Excerpt:
-*-*-

The Department of Veterans Affairs is back in the crosshairs with its secretary, Robert McDonald, making some controversial comments.
We had planned to interview the secretary today, but his office called last night to say his schedule was now full. We hope to have an interview with him in the near future.
But we take a look now at the recent controversy and the persistent problems of delivering vets proper care.
Last night, the head of the Department of Veterans Affairs posted the closest thing to an apology: "If my comments Monday led any veterans to believe that I or the dedicated work force I am privileged to lead don't take that noble mission seriously, I deeply regret that. Nothing could be further from the truth."
The comments Secretary Bob McDonald is referring to came Monday morning at a breakfast with reporters, where he downplayed the importance of measuring wait times for medical appointments.
ROBERT MCDONALD, Veterans Affairs Secretary:
What really counts is, how does the veteran feel about their encounter with the VA? When you go to Disney, do they measure the number of hours you wait in line or the number — you know, what is important? What's important is, what is your satisfaction with the experience?

-*-*-

What you should do: Continue the news transcript about VA Secretary Robert McDonald's remarks on wait times, starting right after its last sentence.

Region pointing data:
-*-*-

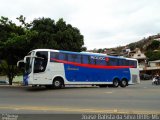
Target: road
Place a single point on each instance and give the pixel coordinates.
(141, 98)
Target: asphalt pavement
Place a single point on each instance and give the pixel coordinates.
(141, 98)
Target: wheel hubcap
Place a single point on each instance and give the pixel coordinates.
(57, 83)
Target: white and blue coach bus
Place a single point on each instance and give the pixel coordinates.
(56, 68)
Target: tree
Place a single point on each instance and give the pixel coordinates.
(14, 45)
(57, 35)
(9, 70)
(17, 41)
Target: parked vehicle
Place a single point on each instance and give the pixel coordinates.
(156, 80)
(4, 82)
(145, 77)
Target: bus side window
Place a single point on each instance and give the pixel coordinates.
(54, 55)
(74, 58)
(85, 59)
(100, 62)
(40, 63)
(62, 56)
(113, 62)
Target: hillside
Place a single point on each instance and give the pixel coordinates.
(145, 43)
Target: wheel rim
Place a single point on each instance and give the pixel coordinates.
(57, 83)
(124, 83)
(115, 83)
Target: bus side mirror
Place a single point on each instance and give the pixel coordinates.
(21, 64)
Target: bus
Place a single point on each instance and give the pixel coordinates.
(57, 68)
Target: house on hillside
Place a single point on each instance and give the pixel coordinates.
(137, 54)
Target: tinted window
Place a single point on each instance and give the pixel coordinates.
(85, 59)
(62, 56)
(74, 58)
(40, 62)
(92, 61)
(100, 62)
(113, 62)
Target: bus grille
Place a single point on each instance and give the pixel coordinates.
(134, 78)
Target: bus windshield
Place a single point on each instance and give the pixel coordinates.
(28, 65)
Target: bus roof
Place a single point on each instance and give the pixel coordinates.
(83, 53)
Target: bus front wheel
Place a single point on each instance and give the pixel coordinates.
(57, 83)
(115, 82)
(123, 83)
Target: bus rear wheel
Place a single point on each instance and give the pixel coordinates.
(115, 82)
(58, 83)
(123, 83)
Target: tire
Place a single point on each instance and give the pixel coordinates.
(58, 83)
(115, 82)
(123, 83)
(48, 86)
(102, 86)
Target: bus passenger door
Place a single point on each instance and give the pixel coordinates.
(39, 76)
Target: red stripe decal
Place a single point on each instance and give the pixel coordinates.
(90, 65)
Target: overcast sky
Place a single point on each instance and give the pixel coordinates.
(104, 23)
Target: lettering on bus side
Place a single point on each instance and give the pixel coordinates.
(97, 57)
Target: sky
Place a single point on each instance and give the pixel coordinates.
(103, 23)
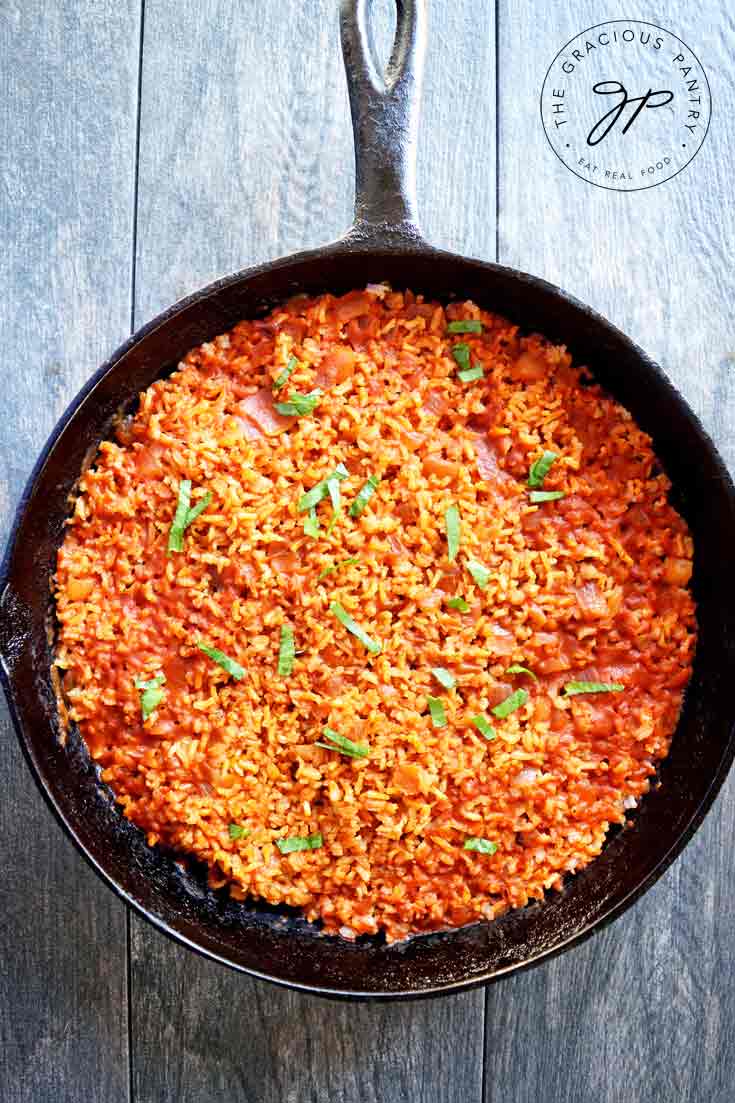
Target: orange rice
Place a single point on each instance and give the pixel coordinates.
(590, 587)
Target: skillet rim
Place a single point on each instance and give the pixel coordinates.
(358, 241)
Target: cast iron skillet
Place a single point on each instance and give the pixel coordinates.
(384, 243)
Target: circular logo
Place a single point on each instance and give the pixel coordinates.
(626, 105)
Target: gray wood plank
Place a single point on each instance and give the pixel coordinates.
(67, 117)
(642, 1012)
(246, 153)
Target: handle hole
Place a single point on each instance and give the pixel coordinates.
(381, 20)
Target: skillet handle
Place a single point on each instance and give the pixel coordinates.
(385, 121)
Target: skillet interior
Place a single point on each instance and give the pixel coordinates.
(275, 943)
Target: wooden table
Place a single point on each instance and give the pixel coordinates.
(150, 147)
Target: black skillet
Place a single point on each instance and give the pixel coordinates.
(384, 244)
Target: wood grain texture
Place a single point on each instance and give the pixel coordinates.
(246, 153)
(67, 119)
(643, 1012)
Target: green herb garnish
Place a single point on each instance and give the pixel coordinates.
(338, 742)
(318, 493)
(311, 524)
(479, 573)
(286, 651)
(461, 354)
(483, 727)
(296, 843)
(481, 845)
(510, 704)
(151, 695)
(336, 566)
(540, 469)
(351, 625)
(517, 668)
(444, 676)
(469, 374)
(333, 491)
(283, 378)
(364, 495)
(545, 495)
(298, 405)
(227, 664)
(575, 687)
(438, 715)
(184, 515)
(454, 531)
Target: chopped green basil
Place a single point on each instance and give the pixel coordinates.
(438, 715)
(470, 374)
(468, 325)
(575, 687)
(545, 495)
(311, 524)
(151, 695)
(479, 573)
(286, 651)
(454, 531)
(338, 742)
(184, 515)
(444, 676)
(351, 625)
(177, 531)
(540, 469)
(364, 495)
(483, 727)
(299, 843)
(460, 352)
(299, 404)
(318, 493)
(336, 566)
(227, 664)
(517, 668)
(283, 378)
(510, 704)
(481, 845)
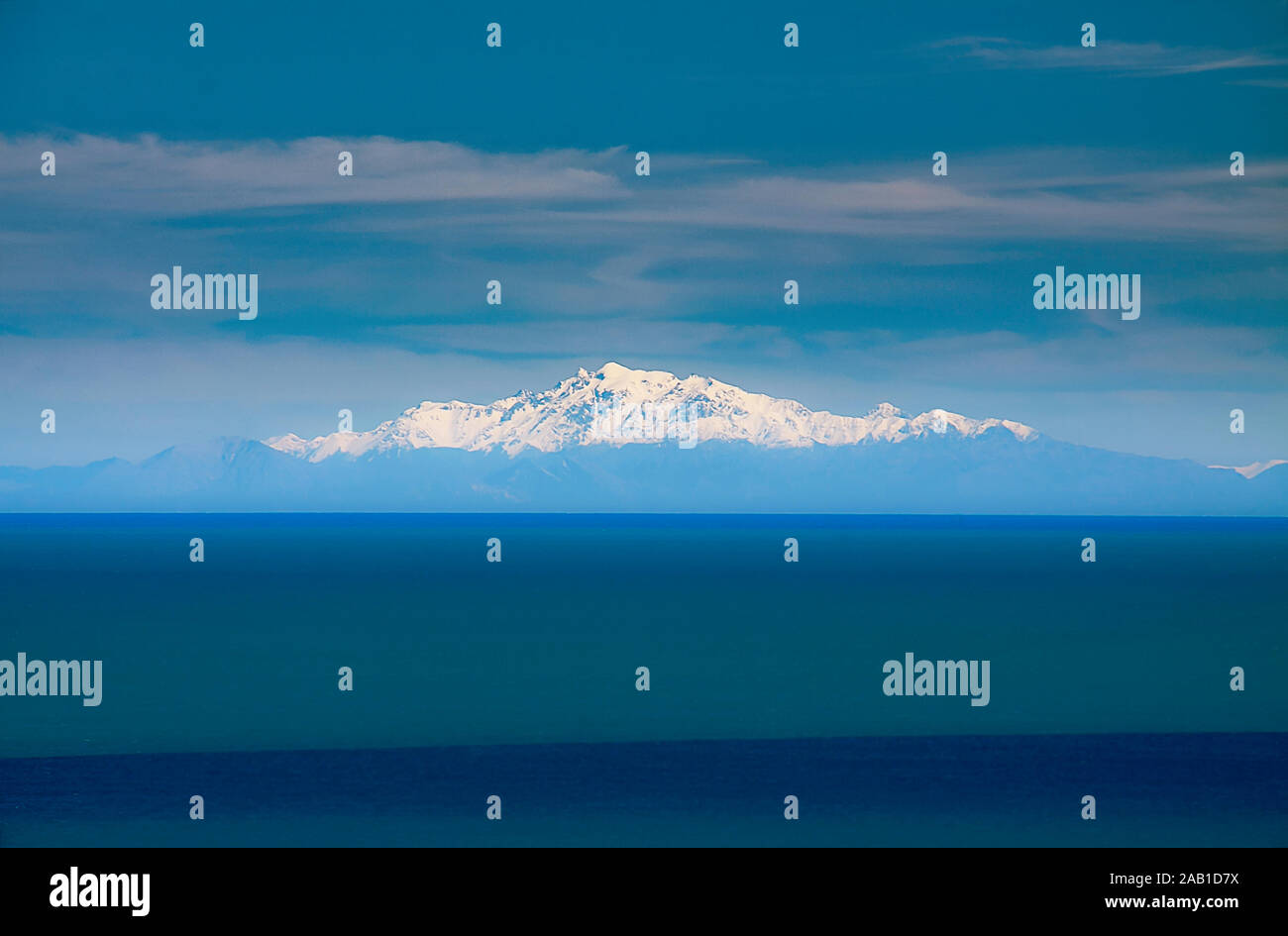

-*-*-

Response area:
Reaction was swift. A visibly-angry speaker of the House, Paul Ryan:
REP. PAUL RYAN (R-WI), Speaker of the House: When the VA's secretary compared the lines at his agency to lines at an amusement park, we were dumbfounded. This is not make-believe; this is not Disneyland, or Wonderland, for that matter. Veterans have died waiting in line for their care.
Clearly, the secretary's comments were not worthy of the veterans that he serves. But they're also indicative of a culture of indifference at the VA.
Republican Conference Chairwoman Cathy McMorris Rodgers:
REP. CATHY MCMORRIS RODGERS (R), Washington: When you go to Disneyland, you aren't wondering if you are going to live long enough to make it to Space Mountain. Clearly, the VA is not the happiest place on earth, and veterans have died waiting in these lines; 18 percent of appointment cancellations go unfilled. We can do better.
However, veterans groups who have been vocal about problems at the VA offered a more nuanced reaction.
THOMAS PORTER, Iraq and Afghanistan Veterans of America: His statements were certainly poorly wondered. I don't think they were they were meant to do any harm to veterans, certainly. I think that he's got a big job to do, and we need him to stick in that job and keep moving forward with his department to serve veterans better.
Thomas Porter served in Afghanistan and the Persian Gulf and is the legislative director for Iraq and Afghanistan Veterans of America.
He's certainly changed the way that the VA is looking at the problem. He's been very transparent. He's been open with the VSOs, the veterans service organizations. And he's making a genuine effort to address the problem.
We understand that the wait lines have been reduced dramatically since this scandal first started coming to light. We want to keep the VA going in that direction.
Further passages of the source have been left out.